WHAT IS NEEDED = Every line in the data below from the one containing "-- select a point on the decorative" down to the one containing "-- select a point on the police officer in", both included, must be retyped exactly; no other line is to appear.

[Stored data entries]
****************
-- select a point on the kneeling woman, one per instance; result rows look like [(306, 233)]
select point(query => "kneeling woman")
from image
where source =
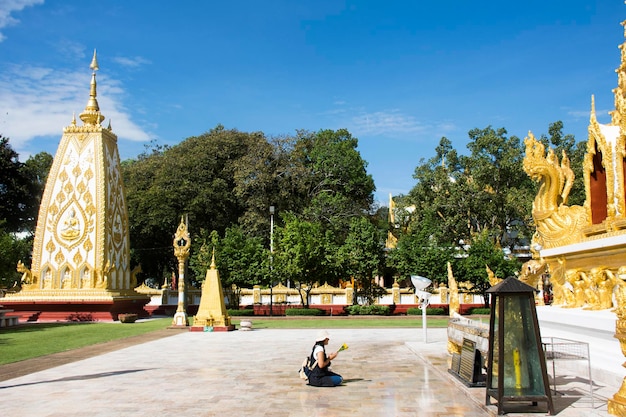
[(321, 376)]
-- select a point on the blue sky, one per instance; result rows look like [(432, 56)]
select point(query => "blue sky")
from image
[(398, 75)]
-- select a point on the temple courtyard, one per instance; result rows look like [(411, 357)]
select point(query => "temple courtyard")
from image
[(387, 372)]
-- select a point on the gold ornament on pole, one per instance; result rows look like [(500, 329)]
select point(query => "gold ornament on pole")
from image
[(182, 243)]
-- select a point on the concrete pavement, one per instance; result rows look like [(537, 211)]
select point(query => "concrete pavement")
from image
[(388, 372)]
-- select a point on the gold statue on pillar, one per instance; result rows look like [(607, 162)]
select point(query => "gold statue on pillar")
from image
[(454, 304), (182, 244)]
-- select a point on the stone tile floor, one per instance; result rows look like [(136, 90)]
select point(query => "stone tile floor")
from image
[(387, 372)]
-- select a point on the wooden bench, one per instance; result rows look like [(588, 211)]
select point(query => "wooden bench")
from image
[(6, 321)]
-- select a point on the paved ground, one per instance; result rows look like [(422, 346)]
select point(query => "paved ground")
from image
[(388, 372)]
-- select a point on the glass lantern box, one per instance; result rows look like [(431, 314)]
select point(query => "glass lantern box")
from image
[(516, 366)]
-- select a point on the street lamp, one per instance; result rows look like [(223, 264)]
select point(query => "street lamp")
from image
[(271, 257), (421, 283)]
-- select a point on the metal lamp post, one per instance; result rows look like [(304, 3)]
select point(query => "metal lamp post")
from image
[(421, 283), (271, 257), (182, 243)]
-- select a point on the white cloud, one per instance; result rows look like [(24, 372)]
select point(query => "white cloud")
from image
[(7, 7), (39, 101), (386, 122), (133, 62)]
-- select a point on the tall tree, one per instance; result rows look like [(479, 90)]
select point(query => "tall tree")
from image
[(362, 257), (305, 254), (195, 178), (336, 182), (15, 199)]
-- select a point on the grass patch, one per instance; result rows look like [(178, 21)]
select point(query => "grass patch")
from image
[(345, 323), (34, 340), (30, 341)]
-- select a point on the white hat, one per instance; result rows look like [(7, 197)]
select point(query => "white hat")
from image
[(322, 335)]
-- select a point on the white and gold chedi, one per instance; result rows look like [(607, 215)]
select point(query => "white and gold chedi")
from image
[(81, 247), (584, 248)]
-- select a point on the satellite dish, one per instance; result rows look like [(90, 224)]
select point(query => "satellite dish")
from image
[(419, 282)]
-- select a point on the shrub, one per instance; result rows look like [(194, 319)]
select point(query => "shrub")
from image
[(367, 310), (434, 311), (303, 312), (242, 312), (480, 310)]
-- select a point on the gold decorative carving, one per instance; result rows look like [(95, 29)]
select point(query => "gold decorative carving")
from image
[(493, 279), (27, 276)]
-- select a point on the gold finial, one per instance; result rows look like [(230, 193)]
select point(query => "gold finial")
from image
[(593, 108), (94, 62), (91, 115), (213, 259)]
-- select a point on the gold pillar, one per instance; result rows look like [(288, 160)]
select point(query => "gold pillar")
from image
[(182, 243)]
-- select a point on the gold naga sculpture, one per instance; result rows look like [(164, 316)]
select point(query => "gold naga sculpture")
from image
[(557, 224)]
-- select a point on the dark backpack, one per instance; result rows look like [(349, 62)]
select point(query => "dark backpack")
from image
[(307, 366)]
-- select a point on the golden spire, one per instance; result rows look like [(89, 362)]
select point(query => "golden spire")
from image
[(213, 266), (593, 109), (91, 115)]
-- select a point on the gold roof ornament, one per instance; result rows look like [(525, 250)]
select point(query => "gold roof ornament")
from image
[(92, 115)]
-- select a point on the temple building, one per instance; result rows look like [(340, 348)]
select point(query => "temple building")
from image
[(584, 247), (81, 253)]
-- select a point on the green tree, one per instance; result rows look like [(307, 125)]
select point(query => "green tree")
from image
[(480, 253), (305, 254), (12, 249), (15, 199), (335, 183), (195, 178), (35, 169), (242, 261), (575, 151), (362, 257), (502, 191)]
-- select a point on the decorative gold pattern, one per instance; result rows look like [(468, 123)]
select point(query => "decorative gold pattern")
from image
[(81, 248)]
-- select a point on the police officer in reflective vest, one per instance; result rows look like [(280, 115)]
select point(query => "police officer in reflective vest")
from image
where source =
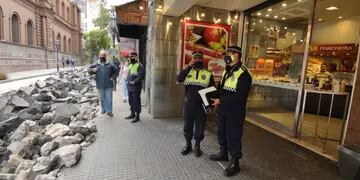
[(195, 78), (134, 83), (233, 93)]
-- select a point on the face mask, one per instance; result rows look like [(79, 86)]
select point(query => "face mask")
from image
[(102, 59), (228, 59), (198, 64)]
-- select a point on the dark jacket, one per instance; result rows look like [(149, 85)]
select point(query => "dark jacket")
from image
[(134, 82), (192, 91), (103, 74)]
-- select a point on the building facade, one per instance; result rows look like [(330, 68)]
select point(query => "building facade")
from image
[(38, 34)]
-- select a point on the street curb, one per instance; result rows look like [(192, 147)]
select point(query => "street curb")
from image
[(29, 77)]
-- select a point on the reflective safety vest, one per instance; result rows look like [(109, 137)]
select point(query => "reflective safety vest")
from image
[(133, 69), (231, 82), (203, 78)]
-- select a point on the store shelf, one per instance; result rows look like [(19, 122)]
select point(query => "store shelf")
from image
[(276, 84)]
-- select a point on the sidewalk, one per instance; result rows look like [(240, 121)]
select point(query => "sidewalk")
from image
[(151, 150), (30, 74)]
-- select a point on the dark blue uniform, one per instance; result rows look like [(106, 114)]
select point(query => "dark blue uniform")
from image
[(193, 109), (232, 111), (134, 85)]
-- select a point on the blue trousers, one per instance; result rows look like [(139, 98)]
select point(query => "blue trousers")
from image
[(106, 99), (230, 129), (194, 115)]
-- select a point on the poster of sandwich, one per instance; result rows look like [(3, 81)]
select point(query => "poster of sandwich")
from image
[(210, 39)]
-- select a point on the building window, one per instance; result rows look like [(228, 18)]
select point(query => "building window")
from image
[(68, 14), (29, 32), (57, 7), (63, 9), (15, 28), (69, 45), (64, 41), (58, 39)]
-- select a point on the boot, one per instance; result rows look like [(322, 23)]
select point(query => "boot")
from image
[(198, 151), (221, 156), (131, 116), (187, 149), (232, 168), (137, 118)]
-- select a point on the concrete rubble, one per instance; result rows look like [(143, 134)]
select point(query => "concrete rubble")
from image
[(45, 127)]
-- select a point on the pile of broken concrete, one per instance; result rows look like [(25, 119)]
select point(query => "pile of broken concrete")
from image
[(45, 127)]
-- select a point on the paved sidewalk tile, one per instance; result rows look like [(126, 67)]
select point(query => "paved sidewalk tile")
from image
[(150, 150)]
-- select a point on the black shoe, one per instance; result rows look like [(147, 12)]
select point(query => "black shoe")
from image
[(198, 152), (187, 149), (137, 118), (110, 114), (233, 168), (221, 156), (131, 116)]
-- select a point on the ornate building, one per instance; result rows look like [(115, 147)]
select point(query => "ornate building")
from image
[(32, 31)]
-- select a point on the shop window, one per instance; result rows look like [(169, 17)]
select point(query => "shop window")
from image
[(57, 6), (69, 45), (15, 28), (63, 10), (1, 25), (29, 32), (276, 39), (64, 45)]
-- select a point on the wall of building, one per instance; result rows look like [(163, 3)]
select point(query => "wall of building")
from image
[(47, 23), (164, 94)]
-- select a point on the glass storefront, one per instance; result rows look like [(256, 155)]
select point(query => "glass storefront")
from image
[(303, 59)]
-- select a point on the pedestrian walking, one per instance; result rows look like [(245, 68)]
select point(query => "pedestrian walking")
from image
[(103, 71), (134, 83), (63, 61), (195, 78), (114, 78), (124, 72), (234, 88)]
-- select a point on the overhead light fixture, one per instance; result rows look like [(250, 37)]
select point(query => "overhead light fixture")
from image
[(332, 8)]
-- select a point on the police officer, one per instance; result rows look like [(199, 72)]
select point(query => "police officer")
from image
[(195, 78), (134, 83), (233, 90)]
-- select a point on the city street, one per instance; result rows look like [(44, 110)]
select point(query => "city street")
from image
[(150, 150)]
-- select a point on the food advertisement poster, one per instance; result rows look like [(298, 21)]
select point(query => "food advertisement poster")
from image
[(210, 39)]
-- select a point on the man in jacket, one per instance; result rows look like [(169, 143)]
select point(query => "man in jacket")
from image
[(104, 71), (134, 83), (195, 78), (234, 88)]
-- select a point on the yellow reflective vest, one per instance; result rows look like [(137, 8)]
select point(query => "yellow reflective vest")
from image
[(203, 78)]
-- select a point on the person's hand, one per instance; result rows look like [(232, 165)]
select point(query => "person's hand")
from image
[(191, 63), (216, 102)]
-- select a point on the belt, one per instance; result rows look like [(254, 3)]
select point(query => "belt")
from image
[(187, 100)]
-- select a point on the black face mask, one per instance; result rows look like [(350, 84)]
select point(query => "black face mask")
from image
[(102, 59), (198, 65), (228, 60), (133, 60)]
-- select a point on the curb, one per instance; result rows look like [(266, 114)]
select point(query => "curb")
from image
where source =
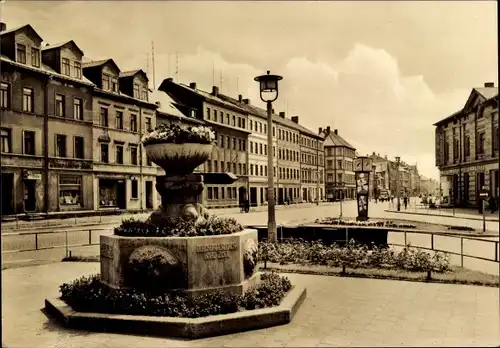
[(489, 219)]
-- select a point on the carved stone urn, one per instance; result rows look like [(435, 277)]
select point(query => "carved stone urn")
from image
[(181, 191)]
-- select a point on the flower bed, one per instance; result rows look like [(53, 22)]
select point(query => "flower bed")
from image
[(177, 135), (178, 227), (88, 294), (373, 223), (353, 256)]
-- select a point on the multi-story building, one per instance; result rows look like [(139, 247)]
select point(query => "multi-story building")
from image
[(46, 125), (467, 149), (123, 176), (230, 125), (339, 158)]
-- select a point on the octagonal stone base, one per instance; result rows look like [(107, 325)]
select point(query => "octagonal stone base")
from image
[(207, 263), (214, 325)]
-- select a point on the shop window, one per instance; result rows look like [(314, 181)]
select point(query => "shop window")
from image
[(134, 194), (70, 190)]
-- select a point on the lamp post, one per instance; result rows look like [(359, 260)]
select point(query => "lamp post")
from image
[(398, 160), (268, 85)]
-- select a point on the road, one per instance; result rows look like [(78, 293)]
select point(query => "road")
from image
[(90, 228)]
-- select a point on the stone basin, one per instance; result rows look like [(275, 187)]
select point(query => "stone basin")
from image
[(206, 262)]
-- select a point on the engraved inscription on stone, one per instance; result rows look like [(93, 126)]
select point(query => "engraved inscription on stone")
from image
[(107, 251), (216, 251)]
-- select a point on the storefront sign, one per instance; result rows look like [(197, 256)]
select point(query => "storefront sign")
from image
[(27, 175)]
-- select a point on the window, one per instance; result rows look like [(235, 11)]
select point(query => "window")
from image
[(78, 70), (134, 194), (4, 95), (133, 123), (6, 140), (21, 54), (66, 67), (29, 143), (119, 154), (78, 109), (70, 189), (28, 100), (105, 153), (119, 120), (136, 90), (114, 85), (480, 143), (133, 155), (79, 151), (105, 82), (60, 145), (104, 117), (59, 105)]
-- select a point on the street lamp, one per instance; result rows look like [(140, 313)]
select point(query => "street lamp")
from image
[(398, 160), (269, 88)]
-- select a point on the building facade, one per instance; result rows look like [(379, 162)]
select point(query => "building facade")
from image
[(339, 157), (230, 125), (467, 149), (123, 178)]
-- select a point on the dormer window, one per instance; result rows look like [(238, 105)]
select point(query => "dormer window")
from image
[(21, 54), (136, 90), (105, 82), (144, 95), (78, 70), (35, 57), (114, 85), (65, 67)]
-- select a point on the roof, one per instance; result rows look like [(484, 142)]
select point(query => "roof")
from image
[(61, 44), (45, 69), (333, 139), (15, 29), (98, 63), (166, 103), (132, 73)]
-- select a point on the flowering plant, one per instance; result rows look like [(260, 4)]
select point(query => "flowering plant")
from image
[(177, 135)]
****************
RESULT =
-- select a point on the decorative gold pattern, one per instance; result rows look like [(468, 123)]
select point(query => "decorative gold pattern")
from image
[(81, 248)]
-- select a point on the police officer in reflective vest, one per instance; result rows look like [(280, 115)]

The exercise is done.